[Stored data entries]
┏━━
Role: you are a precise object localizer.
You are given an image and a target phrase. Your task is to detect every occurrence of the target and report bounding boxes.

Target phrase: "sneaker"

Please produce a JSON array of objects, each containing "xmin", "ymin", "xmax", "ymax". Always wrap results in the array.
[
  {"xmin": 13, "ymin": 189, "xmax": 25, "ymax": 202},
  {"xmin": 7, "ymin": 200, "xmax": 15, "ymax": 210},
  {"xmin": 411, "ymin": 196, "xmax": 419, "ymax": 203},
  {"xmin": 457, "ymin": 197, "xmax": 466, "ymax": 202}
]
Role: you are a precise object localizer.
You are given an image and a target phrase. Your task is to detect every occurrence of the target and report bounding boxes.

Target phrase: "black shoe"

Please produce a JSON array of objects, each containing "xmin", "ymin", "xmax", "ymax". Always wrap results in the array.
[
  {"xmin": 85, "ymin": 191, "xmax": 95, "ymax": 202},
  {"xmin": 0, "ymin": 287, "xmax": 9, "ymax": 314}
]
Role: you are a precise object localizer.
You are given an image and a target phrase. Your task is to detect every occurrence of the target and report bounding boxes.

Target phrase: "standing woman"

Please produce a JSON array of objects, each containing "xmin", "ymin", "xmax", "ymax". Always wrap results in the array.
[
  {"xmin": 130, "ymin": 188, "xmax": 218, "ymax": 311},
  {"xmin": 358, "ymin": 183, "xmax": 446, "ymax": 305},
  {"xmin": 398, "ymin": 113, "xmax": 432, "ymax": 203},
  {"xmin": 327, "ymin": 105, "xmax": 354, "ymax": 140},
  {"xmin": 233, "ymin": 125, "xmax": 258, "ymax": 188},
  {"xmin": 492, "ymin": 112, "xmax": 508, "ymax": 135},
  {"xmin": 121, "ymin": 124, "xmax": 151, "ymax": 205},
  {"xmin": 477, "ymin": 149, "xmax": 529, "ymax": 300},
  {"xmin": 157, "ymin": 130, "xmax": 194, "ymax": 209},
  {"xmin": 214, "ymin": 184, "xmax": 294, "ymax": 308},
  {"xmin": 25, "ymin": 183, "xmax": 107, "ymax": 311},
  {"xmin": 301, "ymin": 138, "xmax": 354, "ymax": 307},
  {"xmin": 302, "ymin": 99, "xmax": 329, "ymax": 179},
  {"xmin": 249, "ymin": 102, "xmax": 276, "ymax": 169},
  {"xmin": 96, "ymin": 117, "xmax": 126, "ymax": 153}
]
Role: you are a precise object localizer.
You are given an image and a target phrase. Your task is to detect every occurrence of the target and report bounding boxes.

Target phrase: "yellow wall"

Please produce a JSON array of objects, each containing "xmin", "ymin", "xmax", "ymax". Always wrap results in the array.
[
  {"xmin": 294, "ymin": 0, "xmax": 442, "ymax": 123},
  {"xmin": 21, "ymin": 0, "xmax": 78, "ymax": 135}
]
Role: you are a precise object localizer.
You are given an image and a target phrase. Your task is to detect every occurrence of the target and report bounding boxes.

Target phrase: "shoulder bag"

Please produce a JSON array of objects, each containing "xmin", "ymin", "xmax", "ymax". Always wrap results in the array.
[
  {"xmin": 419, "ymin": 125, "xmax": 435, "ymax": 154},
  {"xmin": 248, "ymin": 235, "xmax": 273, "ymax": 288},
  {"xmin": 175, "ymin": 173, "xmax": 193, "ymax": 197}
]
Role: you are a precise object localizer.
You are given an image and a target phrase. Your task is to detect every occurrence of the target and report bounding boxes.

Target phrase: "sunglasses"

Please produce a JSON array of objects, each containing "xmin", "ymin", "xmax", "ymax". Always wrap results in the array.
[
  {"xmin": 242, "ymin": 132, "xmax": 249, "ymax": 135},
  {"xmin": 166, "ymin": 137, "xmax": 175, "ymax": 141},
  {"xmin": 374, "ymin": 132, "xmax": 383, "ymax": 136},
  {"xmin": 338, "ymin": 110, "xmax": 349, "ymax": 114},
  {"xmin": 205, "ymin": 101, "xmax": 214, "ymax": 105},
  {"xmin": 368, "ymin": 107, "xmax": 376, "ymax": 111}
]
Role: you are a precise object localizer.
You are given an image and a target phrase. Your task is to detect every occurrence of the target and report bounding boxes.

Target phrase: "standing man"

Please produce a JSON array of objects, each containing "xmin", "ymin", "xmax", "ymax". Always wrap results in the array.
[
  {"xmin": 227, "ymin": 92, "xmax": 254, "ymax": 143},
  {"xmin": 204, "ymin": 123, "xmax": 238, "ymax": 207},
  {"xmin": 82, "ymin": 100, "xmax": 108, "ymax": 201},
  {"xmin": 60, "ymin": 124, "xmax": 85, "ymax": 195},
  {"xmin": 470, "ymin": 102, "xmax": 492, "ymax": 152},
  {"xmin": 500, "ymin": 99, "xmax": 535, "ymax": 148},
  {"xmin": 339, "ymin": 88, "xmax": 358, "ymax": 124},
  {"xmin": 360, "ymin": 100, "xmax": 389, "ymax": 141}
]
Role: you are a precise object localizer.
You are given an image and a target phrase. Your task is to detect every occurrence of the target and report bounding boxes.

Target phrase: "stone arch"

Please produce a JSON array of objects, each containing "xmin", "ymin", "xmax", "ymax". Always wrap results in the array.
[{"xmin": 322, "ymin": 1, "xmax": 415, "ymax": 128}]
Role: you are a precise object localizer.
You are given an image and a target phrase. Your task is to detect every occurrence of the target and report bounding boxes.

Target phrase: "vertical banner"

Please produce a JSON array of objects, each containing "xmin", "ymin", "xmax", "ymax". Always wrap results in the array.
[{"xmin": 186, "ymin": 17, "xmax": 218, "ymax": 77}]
┗━━
(Work task):
When you output the entries, keep every word exactly as it stands.

(Problem solution):
Role: you are a precise object localizer.
You are given an image and a target phrase. Your task is to detect every occurrence of the target and report bounding boxes.

Target phrase: "sneaker"

Please produce a JSON array of objects, each containing "xmin", "ymin", "xmax", "ymax". Always wrap results in the array.
[
  {"xmin": 13, "ymin": 189, "xmax": 25, "ymax": 202},
  {"xmin": 7, "ymin": 200, "xmax": 15, "ymax": 210},
  {"xmin": 411, "ymin": 196, "xmax": 419, "ymax": 203},
  {"xmin": 457, "ymin": 197, "xmax": 466, "ymax": 202}
]
Role: you are a precise object localizer.
You are given an image and a target phrase. Your task is to detect every occurrence of the target and report bounding boxes.

Target phrase: "black shoe"

Please produce a JSON array of objects, each containing "xmin", "ymin", "xmax", "ymax". Always wrap results in the array.
[
  {"xmin": 85, "ymin": 191, "xmax": 95, "ymax": 202},
  {"xmin": 0, "ymin": 287, "xmax": 9, "ymax": 314}
]
Role: you are a precise object localizer.
You are given an image and a target phrase. Your task is to detect every occurrence of the target and report bounding boxes.

Target phrase: "standing woman"

Please produce a JSON array of objects, each containing "xmin", "ymin", "xmax", "ymax". Always wrap results in the array.
[
  {"xmin": 130, "ymin": 188, "xmax": 218, "ymax": 311},
  {"xmin": 358, "ymin": 183, "xmax": 446, "ymax": 305},
  {"xmin": 398, "ymin": 113, "xmax": 432, "ymax": 203},
  {"xmin": 327, "ymin": 105, "xmax": 354, "ymax": 140},
  {"xmin": 233, "ymin": 125, "xmax": 258, "ymax": 188},
  {"xmin": 492, "ymin": 112, "xmax": 508, "ymax": 135},
  {"xmin": 121, "ymin": 124, "xmax": 151, "ymax": 205},
  {"xmin": 477, "ymin": 149, "xmax": 529, "ymax": 300},
  {"xmin": 157, "ymin": 130, "xmax": 194, "ymax": 209},
  {"xmin": 214, "ymin": 184, "xmax": 294, "ymax": 308},
  {"xmin": 25, "ymin": 183, "xmax": 107, "ymax": 311},
  {"xmin": 301, "ymin": 138, "xmax": 354, "ymax": 307},
  {"xmin": 302, "ymin": 99, "xmax": 329, "ymax": 179},
  {"xmin": 249, "ymin": 102, "xmax": 276, "ymax": 169},
  {"xmin": 96, "ymin": 117, "xmax": 126, "ymax": 153}
]
Role: you are a precise object localizer.
You are given an image and a target phrase. Your task is to detect every occurrence of the target and report bounding boxes.

Target phrase: "yellow wall"

Please produce a JSON array of objects, each containing "xmin", "ymin", "xmax", "ymax". Always wrap results in the array.
[
  {"xmin": 294, "ymin": 0, "xmax": 442, "ymax": 123},
  {"xmin": 21, "ymin": 0, "xmax": 78, "ymax": 135}
]
Role: you are a precise object localizer.
You are given an image and a target phrase. Your task is to detect every occurrence of the target and report bounding boxes.

Target phrase: "shoulder bag"

Please produce a JSON array of objects, each containing "xmin", "ymin", "xmax", "ymax". Always wrap results in the array.
[
  {"xmin": 419, "ymin": 125, "xmax": 435, "ymax": 154},
  {"xmin": 248, "ymin": 235, "xmax": 273, "ymax": 288},
  {"xmin": 175, "ymin": 173, "xmax": 193, "ymax": 197}
]
Role: you are a precise object localizer.
You are given an image and a target phrase. Your task is to detect every occurrence of the target and report bounding boxes.

Target phrase: "sunglasses"

Please produce a JSON array of objects, each containing "xmin", "ymin", "xmax", "ymax". Always wrap results in the array.
[
  {"xmin": 242, "ymin": 132, "xmax": 249, "ymax": 135},
  {"xmin": 166, "ymin": 137, "xmax": 175, "ymax": 141},
  {"xmin": 374, "ymin": 132, "xmax": 383, "ymax": 136},
  {"xmin": 338, "ymin": 110, "xmax": 349, "ymax": 114},
  {"xmin": 205, "ymin": 101, "xmax": 214, "ymax": 105},
  {"xmin": 368, "ymin": 107, "xmax": 376, "ymax": 111}
]
Role: you are a precise object localizer.
You are given an image and a target phrase. Your task is to detect every occurrence of the target and report bounding boxes.

Target phrase: "standing man"

Please produce a JSON array of objects, each containing "xmin", "ymin", "xmax", "ymax". Always wrap results in the array.
[
  {"xmin": 227, "ymin": 92, "xmax": 254, "ymax": 143},
  {"xmin": 204, "ymin": 123, "xmax": 238, "ymax": 207},
  {"xmin": 82, "ymin": 100, "xmax": 108, "ymax": 201},
  {"xmin": 60, "ymin": 124, "xmax": 85, "ymax": 195},
  {"xmin": 470, "ymin": 102, "xmax": 492, "ymax": 152},
  {"xmin": 500, "ymin": 99, "xmax": 535, "ymax": 148},
  {"xmin": 339, "ymin": 88, "xmax": 358, "ymax": 124},
  {"xmin": 360, "ymin": 100, "xmax": 389, "ymax": 141}
]
Role: you are a precise object localizer.
You are given an image and a target phrase. Your task is to detect every occurrence of the target and report bounding boxes.

Target phrase: "stone arch"

Please produce a JSON array of objects, each containing "xmin", "ymin", "xmax", "ymax". Always wrap results in the array.
[{"xmin": 322, "ymin": 1, "xmax": 415, "ymax": 128}]
Role: you are a precise object localizer.
You are given an image and a target phrase. Your task is to detect every occurrence of the target and report bounding boxes.

Target phrase: "vertical banner"

Please produce a JSON array of objects, each containing "xmin", "ymin", "xmax", "ymax". Always wrap results in the array.
[{"xmin": 186, "ymin": 17, "xmax": 218, "ymax": 77}]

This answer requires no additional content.